• [Source document]
Conclude the investigation, then archive it via the action-row button.
The archived banner exposes a push to upstream button. The launcher asks the agent to draft a session.md (frontmatter + a short write-up) and uploads it together with the raw replay bundle (session.triagent.json) under sessions/<YYYY-MM>/<slug>/.
The push opens a PR via gh. The archived banner tracks the PR lifecycle (open → merged → closed) as a coloured badge, and the upstream / home shows the same state on each card. If the PR closes without merging, the push to upstream button reappears so you can retry.

Once merged, the session shows up in everyone's / browser the next time they hit sync. Sessions with closed-but-unmerged PRs are hidden from the upstream view to keep noise down.

Browsing past investigations

The / route is the shared sessions browser, fed by a local clone of the sessions repo. Each card shows the investigation's title, namespace, and PR badge (when this launcher was the one that pushed it). Clicking a card opens /sessions/<slug>: a read-only render of the upstream session.md plus an open transcript button that replays the original chat locally. If you already have a local counterpart it routes you to your existing /investigations/<id>; otherwise it imports the bundle on the fly and opens the imported session.

(Natural-language descriptions of regions)
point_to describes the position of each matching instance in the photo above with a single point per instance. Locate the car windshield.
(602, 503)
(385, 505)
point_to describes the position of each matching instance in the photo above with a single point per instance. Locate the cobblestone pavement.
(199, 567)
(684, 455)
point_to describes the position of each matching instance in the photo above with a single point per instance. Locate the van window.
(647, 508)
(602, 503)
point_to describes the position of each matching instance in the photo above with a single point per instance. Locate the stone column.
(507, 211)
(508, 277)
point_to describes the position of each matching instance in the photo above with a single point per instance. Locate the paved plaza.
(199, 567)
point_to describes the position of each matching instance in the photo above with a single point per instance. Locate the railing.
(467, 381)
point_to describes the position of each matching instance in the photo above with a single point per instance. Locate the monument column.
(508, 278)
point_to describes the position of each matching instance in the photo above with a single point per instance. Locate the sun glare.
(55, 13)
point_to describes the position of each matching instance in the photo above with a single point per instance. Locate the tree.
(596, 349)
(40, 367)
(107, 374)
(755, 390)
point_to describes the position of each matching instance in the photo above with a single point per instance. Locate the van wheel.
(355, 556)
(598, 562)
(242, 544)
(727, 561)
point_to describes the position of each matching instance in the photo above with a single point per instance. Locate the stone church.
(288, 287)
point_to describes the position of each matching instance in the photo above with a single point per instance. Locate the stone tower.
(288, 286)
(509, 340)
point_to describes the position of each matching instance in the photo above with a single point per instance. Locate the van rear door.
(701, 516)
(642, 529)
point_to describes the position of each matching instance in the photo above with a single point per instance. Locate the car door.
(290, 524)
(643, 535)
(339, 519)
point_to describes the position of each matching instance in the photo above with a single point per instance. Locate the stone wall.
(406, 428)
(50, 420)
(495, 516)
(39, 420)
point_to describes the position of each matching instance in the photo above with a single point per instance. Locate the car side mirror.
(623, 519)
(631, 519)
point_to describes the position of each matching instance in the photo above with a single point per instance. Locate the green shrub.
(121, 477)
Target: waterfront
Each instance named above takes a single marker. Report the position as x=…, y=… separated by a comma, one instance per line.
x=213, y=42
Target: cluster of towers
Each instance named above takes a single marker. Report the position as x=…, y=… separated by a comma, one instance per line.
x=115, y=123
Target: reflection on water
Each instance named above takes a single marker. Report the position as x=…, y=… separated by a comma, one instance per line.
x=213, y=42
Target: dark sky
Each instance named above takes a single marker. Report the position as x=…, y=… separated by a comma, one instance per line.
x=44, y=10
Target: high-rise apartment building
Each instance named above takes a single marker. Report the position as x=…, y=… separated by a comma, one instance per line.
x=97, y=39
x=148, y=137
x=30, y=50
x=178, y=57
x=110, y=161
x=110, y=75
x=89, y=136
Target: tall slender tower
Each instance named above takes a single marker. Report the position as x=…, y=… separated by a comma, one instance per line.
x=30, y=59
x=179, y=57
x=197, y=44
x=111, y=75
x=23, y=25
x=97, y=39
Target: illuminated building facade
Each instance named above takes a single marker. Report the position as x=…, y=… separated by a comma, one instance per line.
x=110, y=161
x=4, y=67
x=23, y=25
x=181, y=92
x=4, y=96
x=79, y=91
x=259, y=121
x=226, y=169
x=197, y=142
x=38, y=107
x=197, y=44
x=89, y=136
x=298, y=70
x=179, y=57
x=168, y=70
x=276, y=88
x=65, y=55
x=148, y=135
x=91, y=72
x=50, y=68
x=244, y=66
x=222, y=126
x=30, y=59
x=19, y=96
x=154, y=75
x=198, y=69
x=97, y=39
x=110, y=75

• [Task]
Answer these questions from the text on sharing investigation sessions above.
1. What is the file name of the raw replay bundle that gets uploaded?
2. What happens to the push to upstream button if the PR closes without merging?
3. What feeds the shared sessions browser at the / route?

• [Response area]
1. session.triagent.json
2. It reappears so you can retry.
3. A local clone of the sessions repo.